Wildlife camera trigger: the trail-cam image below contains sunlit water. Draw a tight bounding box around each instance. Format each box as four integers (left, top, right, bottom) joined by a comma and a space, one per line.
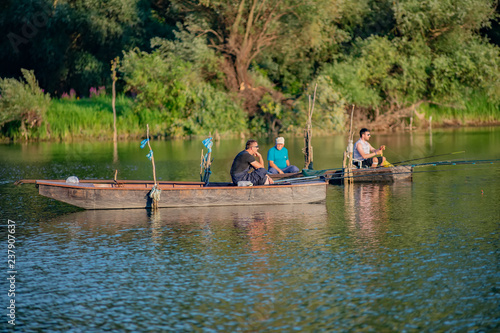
0, 128, 500, 332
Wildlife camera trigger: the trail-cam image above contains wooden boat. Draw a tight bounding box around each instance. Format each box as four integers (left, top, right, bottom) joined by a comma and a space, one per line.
325, 165, 413, 185
30, 180, 327, 209
271, 165, 413, 185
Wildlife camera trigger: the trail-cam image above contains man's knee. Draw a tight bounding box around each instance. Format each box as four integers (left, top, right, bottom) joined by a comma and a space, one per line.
267, 168, 279, 175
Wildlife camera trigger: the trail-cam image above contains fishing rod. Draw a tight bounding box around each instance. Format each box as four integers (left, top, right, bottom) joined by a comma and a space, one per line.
392, 150, 465, 165
400, 159, 500, 167
328, 163, 498, 180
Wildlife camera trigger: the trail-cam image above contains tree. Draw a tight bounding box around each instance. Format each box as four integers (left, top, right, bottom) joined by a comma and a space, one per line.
173, 0, 346, 114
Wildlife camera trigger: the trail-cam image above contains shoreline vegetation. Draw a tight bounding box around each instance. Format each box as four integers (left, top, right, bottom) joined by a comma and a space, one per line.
0, 95, 500, 142
0, 0, 500, 141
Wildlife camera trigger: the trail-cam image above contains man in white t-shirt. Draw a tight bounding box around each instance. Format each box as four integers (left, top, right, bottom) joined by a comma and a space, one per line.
353, 128, 387, 168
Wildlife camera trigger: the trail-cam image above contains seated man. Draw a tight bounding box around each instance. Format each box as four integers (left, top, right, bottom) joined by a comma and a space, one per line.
230, 140, 274, 185
267, 136, 300, 174
353, 128, 388, 168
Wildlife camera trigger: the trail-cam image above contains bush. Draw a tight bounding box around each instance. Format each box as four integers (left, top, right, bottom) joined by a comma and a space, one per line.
0, 69, 50, 139
120, 40, 246, 137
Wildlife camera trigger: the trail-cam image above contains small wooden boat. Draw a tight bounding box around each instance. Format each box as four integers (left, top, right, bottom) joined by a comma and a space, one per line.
271, 165, 413, 185
325, 165, 413, 185
29, 179, 327, 209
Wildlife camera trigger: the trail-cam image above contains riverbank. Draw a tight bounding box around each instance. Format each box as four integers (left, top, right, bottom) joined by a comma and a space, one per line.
0, 95, 500, 142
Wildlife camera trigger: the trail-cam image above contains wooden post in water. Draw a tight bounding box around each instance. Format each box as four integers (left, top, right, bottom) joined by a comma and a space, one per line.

^^^^

__What to work on__:
Reproduce all of the entries above word for word, leaving the image out of your reply.

__Exercise response__:
Wildlife camera trigger: the trail-cam image below contains sunlit water. Draw a tight bounding box around each instance. Format each box as four integers (left, top, right, bottom) joined by a comma and a space, one per line.
0, 128, 500, 332
Wildlife camera trigger: the trail-cam image above contains wooden boat. Draw a tight bounding box around each instance. Format each box as four integers (left, top, right, bottom) joined by a comma and a space, one per line.
325, 165, 413, 185
30, 180, 327, 209
271, 165, 413, 185
Wildlife camera trigger: the trail-cam image above contains man's knee. Draw a tight bounding box around each instance. Format each box as four integers (left, top, right, bottom) joined by a comma and a space, one per line.
267, 168, 279, 175
Wildlife camera trigger: the trail-cam image above contains fishing rod. Draw a tight bounding box around each instance. Format each box as four integers (left, top, right, bottom) joined by a comma and a space, one per line.
392, 150, 465, 165
400, 159, 500, 167
328, 163, 498, 180
Wildlife camera trigger: the trail-cam image above contains tree. Draw a tight bounding box around each instance. Format each box as four integers (left, top, right, bottom) joined by a comma and a space, one per line.
173, 0, 346, 114
Wildlife camera trigger: the trail-cam image above contains shoreline vegetation. Draw a tight bounding box around each instance. Format each box as four integers (left, top, right, bottom) joined by a comma and a space, one per line.
0, 95, 500, 142
0, 0, 500, 141
Wildlife camera trigger: the trail-cam image above contains man in white t-shirt. Draw a tight bounding box around each instance. Format each box as four integers (left, top, right, bottom) joined by a comma and a space, one per line.
353, 128, 387, 168
Wildlife camera trigger: the trail-cam image above contains seated man. Draw a tight bounding box around each instance. Format each box as four integers (left, top, right, bottom) joined by a comma and a space, one per line.
230, 140, 274, 185
267, 136, 300, 174
353, 128, 388, 168
Wildlife camera trigger: the trail-cam image above contains bush. Draw a tight bounding box around each instance. Format each box as four integers (left, top, right, bottom) joined by a comma and a space, one per line.
0, 69, 50, 139
120, 40, 246, 137
Wildlife camera trigger: the trail-cam image above contains small wooden boat. Draw a tight bounding box around each instance. Format each box as four integers (left, top, right, bottom) joined by a comma and a space, one per line.
271, 165, 413, 185
325, 165, 413, 185
29, 179, 327, 209
Wildlife camera trigger: the trail-cam image above contains riverbank. Draw a tight bounding box around each instance. Format each box as four integers (left, top, right, bottom) joined by a comma and a space, one per line.
0, 95, 500, 142
Wildlife camera trigger: the trail-cam image above contains wooden post in water. Draw a tight bounding box around each instance. Format each box as four integers (left, top, right, bottom) joined by a comma and a space, one per line.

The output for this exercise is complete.